# [PROVIDED PASSAGE]
About the Project

Inspiration

Working in the food service industry, I've seen firsthand how quality control bottlenecks slow down operations. QC stations rely on human checkers manually verifying every order—a process that's slow, error-prone, and doesn't scale. I wondered: what if AI could handle this automatically?

The challenge was that running continuous video processing on edge devices like Raspberry Pi causes overheating and poor performance. I needed a solution that kept the edge lightweight while leveraging powerful AI in the cloud.

What I Learned

This project taught me the power of hybrid cloud architecture. By splitting responsibilities—lightweight frame capture on the edge, heavy AI inference in the cloud—I achieved the best of both worlds:

$$\text{Total Latency} = T_{\text{capture}} + T_{\text{upload}} + T_{\text{inference}} < 5\text{s}$$

I also discovered spec-driven development with Kiro. Writing formal requirements and correctness properties before coding forced me to think through edge cases early. Property-based testing with fast-check then verified these properties held across thousands of random inputs.

# [TASKS FOR THIS EXERCISE]
1. Decide whether each statement below agrees with the project write-up. For each, answer yes or no and quote the deciding words of the write-up. (a) Continuous video processing on a Raspberry Pi leads to overheating. (b) The heavy AI inference takes place on the edge device. (c) Property-based testing was carried out with fast-check.
2. Reproduce the project write-up word for word, starting with "The challenge was" and going on through "in the cloud.".

# [ROWS]

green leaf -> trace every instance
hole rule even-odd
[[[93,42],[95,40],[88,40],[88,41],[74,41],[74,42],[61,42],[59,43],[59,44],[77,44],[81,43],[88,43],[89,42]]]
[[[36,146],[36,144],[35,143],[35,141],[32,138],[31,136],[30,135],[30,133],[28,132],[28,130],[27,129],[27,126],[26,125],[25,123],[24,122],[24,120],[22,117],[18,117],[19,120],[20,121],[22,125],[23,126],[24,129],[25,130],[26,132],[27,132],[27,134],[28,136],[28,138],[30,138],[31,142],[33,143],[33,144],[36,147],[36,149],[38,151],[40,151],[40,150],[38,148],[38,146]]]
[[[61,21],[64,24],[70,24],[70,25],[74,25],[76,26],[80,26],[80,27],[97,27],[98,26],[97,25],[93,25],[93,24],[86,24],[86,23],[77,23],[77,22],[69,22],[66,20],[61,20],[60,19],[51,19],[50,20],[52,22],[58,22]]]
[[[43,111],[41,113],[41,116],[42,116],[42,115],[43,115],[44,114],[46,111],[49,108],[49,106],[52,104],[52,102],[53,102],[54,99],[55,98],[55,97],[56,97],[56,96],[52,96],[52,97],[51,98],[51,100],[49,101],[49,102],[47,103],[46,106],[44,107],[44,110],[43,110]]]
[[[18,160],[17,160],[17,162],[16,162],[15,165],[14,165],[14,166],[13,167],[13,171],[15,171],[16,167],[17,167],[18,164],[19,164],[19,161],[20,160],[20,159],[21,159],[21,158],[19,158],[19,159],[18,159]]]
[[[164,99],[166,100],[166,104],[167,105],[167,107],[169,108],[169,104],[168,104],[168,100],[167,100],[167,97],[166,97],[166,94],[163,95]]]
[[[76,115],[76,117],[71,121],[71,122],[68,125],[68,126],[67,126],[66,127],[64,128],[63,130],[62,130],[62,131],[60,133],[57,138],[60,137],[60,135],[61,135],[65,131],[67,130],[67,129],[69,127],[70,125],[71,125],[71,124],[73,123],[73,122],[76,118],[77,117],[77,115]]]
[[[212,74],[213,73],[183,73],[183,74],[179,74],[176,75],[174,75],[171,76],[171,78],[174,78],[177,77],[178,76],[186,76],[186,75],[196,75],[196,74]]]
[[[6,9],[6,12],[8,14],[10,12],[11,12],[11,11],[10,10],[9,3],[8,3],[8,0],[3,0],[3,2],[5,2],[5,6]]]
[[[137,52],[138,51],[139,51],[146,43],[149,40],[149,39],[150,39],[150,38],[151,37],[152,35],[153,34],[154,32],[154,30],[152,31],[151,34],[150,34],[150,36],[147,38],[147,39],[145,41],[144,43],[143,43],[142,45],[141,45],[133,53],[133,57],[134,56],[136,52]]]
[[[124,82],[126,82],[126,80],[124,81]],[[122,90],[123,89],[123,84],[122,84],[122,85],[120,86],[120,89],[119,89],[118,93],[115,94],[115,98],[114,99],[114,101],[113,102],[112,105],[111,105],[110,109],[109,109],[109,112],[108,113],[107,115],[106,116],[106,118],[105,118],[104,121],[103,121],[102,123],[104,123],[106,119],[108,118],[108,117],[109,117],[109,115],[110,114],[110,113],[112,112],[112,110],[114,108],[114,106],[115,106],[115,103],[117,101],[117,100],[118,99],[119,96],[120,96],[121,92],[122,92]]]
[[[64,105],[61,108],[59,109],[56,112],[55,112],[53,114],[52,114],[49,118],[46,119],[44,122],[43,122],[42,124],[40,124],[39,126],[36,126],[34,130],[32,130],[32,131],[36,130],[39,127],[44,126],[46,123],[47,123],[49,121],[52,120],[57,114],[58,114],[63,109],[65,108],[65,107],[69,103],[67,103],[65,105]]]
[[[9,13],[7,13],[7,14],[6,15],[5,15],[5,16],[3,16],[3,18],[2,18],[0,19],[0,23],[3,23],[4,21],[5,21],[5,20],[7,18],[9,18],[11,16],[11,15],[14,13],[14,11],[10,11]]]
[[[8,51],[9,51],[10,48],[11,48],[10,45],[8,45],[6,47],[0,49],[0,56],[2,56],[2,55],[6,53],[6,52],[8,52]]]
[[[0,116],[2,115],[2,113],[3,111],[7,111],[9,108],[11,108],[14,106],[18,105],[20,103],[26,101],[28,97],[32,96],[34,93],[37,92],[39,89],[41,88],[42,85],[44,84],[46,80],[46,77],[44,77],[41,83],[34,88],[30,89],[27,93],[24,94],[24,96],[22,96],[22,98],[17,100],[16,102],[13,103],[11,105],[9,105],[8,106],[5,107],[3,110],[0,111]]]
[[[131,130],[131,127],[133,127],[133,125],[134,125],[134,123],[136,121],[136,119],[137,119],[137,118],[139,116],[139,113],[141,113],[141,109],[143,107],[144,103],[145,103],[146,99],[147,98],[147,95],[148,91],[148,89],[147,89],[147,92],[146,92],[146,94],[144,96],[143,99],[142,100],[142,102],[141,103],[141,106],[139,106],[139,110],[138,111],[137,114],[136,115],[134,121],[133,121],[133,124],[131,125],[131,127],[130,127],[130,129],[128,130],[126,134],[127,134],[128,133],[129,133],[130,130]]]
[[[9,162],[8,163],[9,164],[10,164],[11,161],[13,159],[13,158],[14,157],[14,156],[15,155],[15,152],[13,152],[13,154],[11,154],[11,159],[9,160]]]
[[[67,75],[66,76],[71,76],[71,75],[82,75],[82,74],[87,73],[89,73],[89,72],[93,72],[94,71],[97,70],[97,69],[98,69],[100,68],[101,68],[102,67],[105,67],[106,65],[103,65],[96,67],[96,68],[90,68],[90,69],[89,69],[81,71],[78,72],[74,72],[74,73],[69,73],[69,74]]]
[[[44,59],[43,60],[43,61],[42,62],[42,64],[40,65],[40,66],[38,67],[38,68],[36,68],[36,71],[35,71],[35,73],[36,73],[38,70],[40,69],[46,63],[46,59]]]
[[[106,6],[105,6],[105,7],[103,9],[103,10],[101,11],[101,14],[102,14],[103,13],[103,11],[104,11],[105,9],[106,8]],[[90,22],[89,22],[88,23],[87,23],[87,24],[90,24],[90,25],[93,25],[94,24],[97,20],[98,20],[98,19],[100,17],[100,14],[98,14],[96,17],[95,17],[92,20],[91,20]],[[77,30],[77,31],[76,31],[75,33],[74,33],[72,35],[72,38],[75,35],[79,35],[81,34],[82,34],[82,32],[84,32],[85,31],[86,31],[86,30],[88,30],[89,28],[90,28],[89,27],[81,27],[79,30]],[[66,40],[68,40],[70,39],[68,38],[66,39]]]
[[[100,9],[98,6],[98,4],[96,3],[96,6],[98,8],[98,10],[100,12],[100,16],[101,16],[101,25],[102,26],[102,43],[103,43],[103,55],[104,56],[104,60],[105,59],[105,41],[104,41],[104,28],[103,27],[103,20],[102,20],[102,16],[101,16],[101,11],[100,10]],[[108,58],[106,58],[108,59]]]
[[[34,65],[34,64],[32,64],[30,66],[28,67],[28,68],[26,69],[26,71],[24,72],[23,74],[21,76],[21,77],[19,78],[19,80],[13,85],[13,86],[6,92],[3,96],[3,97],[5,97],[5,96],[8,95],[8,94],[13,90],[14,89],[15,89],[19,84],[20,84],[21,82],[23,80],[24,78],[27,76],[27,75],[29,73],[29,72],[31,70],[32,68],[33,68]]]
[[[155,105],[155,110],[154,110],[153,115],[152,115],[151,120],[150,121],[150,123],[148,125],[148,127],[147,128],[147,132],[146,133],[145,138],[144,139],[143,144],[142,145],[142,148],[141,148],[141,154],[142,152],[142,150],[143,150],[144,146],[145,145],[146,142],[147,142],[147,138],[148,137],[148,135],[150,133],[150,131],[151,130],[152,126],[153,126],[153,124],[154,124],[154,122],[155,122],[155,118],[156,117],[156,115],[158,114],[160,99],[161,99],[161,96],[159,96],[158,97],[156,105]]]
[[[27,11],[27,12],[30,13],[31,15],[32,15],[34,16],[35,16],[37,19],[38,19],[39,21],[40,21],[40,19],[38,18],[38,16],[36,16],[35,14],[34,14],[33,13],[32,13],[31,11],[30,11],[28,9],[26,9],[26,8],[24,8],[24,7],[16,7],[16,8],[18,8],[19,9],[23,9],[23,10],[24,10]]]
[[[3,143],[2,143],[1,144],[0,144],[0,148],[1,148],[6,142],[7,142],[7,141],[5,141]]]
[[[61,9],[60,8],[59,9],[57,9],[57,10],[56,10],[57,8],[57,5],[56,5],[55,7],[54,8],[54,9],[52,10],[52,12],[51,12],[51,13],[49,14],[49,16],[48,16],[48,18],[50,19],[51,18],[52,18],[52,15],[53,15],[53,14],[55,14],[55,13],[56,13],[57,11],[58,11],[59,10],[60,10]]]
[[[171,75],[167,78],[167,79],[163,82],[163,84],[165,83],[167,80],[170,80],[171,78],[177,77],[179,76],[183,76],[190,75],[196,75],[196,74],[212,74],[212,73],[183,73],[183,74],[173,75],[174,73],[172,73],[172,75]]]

# [RESPONSE LIST]
1.
(a) Yes: "running continuous video processing on edge devices like Raspberry Pi causes overheating and poor performance"
(b) No: "lightweight frame capture on the edge, heavy AI inference in the cloud"
(c) Yes: "Property-based testing with fast-check then verified these properties held across thousands of random inputs"

2.
The challenge was that running continuous video processing on edge devices like Raspberry Pi causes overheating and poor performance. I needed a solution that kept the edge lightweight while leveraging powerful AI in the cloud.